• **What the task asks**: Begin with the line containing "Indicate one point per instance of the branch" and copy each line exactly through the last line of the entries, inclusive.
::: Input data :::
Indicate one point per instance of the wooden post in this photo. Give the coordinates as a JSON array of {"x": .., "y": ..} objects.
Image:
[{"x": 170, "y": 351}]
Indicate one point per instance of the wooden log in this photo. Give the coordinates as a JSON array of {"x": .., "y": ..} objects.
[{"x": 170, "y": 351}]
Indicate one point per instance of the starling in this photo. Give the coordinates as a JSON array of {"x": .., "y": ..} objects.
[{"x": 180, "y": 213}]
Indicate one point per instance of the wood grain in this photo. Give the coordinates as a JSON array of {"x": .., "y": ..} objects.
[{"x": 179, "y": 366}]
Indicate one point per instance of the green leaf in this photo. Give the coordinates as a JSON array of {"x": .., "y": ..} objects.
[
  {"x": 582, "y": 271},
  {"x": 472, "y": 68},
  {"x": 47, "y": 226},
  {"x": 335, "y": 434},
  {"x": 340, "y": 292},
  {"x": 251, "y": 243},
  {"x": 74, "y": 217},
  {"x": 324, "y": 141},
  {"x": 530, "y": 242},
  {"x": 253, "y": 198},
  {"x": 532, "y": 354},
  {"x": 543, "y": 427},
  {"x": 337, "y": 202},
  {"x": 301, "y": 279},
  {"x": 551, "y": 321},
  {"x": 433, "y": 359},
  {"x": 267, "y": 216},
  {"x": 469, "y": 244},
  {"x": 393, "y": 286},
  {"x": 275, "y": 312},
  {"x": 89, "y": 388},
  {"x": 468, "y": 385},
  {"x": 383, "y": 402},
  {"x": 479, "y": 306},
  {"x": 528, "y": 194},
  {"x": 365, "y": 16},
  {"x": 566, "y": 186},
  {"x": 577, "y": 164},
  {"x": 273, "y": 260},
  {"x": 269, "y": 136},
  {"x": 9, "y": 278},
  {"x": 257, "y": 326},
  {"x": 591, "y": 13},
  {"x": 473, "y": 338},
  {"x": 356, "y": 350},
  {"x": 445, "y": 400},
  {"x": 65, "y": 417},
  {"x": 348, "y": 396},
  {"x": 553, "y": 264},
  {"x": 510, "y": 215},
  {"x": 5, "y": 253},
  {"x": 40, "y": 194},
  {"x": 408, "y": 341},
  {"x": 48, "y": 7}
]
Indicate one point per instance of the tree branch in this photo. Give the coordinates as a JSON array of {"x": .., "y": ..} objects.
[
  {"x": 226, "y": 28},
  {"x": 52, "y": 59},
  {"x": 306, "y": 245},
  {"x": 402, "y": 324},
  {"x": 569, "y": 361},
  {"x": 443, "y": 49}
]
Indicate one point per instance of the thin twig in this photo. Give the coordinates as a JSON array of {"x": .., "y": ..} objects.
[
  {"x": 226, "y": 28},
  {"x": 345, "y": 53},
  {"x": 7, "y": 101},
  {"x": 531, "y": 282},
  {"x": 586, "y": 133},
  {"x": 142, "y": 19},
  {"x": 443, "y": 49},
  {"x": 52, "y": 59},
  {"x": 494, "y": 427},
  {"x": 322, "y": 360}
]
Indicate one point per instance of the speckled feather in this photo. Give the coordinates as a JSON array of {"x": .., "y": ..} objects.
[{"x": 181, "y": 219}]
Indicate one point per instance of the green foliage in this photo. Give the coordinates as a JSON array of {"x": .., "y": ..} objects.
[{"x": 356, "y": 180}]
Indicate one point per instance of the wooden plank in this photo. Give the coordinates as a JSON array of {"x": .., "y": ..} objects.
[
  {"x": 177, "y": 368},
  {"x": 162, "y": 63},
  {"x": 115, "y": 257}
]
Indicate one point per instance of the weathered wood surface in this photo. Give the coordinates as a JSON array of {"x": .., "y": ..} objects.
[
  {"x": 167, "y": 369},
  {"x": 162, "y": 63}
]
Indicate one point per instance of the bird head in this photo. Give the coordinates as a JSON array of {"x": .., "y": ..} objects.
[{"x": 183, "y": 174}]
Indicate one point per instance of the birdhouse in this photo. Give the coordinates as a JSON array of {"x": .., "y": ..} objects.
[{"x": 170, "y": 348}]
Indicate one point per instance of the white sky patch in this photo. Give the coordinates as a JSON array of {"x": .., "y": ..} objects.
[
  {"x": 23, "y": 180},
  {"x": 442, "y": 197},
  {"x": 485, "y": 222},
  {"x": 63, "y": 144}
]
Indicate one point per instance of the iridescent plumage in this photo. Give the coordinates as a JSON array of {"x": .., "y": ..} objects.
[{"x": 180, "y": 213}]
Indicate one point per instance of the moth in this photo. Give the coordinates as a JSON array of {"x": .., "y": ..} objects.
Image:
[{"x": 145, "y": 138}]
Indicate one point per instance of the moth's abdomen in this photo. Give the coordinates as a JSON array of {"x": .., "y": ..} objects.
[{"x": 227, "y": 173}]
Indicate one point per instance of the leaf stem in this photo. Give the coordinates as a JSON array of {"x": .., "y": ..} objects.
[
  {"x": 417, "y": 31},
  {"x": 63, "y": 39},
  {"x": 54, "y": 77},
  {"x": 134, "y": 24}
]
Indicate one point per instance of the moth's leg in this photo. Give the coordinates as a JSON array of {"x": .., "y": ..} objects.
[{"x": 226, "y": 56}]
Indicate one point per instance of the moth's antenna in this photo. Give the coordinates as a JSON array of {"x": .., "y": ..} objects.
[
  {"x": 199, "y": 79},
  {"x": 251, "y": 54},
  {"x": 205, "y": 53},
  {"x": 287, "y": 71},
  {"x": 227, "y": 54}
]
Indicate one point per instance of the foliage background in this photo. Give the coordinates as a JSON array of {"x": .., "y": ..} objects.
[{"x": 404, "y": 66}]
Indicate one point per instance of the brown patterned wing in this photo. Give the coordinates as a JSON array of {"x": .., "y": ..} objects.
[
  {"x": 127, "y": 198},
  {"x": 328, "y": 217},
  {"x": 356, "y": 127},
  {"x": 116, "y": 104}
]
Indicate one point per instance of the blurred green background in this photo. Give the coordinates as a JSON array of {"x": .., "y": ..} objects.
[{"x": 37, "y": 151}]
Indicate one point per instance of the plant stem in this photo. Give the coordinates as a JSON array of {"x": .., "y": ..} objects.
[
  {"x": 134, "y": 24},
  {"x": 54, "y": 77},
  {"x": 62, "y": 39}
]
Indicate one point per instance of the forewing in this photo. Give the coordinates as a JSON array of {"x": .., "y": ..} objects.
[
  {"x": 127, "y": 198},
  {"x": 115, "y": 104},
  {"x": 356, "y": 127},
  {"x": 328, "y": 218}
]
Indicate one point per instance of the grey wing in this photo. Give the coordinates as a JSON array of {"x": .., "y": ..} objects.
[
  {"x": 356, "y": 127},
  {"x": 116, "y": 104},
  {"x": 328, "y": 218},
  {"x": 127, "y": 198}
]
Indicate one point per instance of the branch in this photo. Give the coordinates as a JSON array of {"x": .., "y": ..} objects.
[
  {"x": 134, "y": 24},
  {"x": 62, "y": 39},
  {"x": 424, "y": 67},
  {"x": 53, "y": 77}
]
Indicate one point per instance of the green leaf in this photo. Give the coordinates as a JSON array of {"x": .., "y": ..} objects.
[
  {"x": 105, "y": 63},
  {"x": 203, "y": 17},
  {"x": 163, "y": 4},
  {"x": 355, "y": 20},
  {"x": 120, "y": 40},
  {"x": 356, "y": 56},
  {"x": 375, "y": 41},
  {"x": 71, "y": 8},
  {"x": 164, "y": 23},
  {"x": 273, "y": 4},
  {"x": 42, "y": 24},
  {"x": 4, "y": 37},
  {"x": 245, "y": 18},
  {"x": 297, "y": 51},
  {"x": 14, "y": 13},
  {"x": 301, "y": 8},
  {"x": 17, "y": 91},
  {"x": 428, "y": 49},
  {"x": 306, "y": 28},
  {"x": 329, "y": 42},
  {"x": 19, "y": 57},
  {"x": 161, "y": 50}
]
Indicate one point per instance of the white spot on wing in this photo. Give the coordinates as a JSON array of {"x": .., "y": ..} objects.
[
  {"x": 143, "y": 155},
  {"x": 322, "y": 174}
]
:::
• **Output for this exercise**:
Indicate one point per instance of the branch in this photo. Give the coordinates as a JSON array of {"x": .., "y": ..} objects.
[
  {"x": 134, "y": 24},
  {"x": 62, "y": 39},
  {"x": 424, "y": 67},
  {"x": 53, "y": 77}
]
Indicate one point per instance of the green leaf in this photo. Give the coordinates as a JSON array of {"x": .., "y": ..} objects.
[
  {"x": 105, "y": 63},
  {"x": 203, "y": 17},
  {"x": 163, "y": 4},
  {"x": 355, "y": 20},
  {"x": 120, "y": 40},
  {"x": 356, "y": 56},
  {"x": 375, "y": 41},
  {"x": 71, "y": 8},
  {"x": 164, "y": 23},
  {"x": 273, "y": 4},
  {"x": 42, "y": 24},
  {"x": 4, "y": 37},
  {"x": 245, "y": 18},
  {"x": 297, "y": 51},
  {"x": 14, "y": 13},
  {"x": 301, "y": 8},
  {"x": 17, "y": 91},
  {"x": 428, "y": 49},
  {"x": 306, "y": 28},
  {"x": 329, "y": 42},
  {"x": 19, "y": 57},
  {"x": 161, "y": 50}
]
Indicate one point per instance of the white spot on wing in this photo. Give the coordinates as a JSON array of {"x": .., "y": ..} objects.
[
  {"x": 143, "y": 155},
  {"x": 322, "y": 174}
]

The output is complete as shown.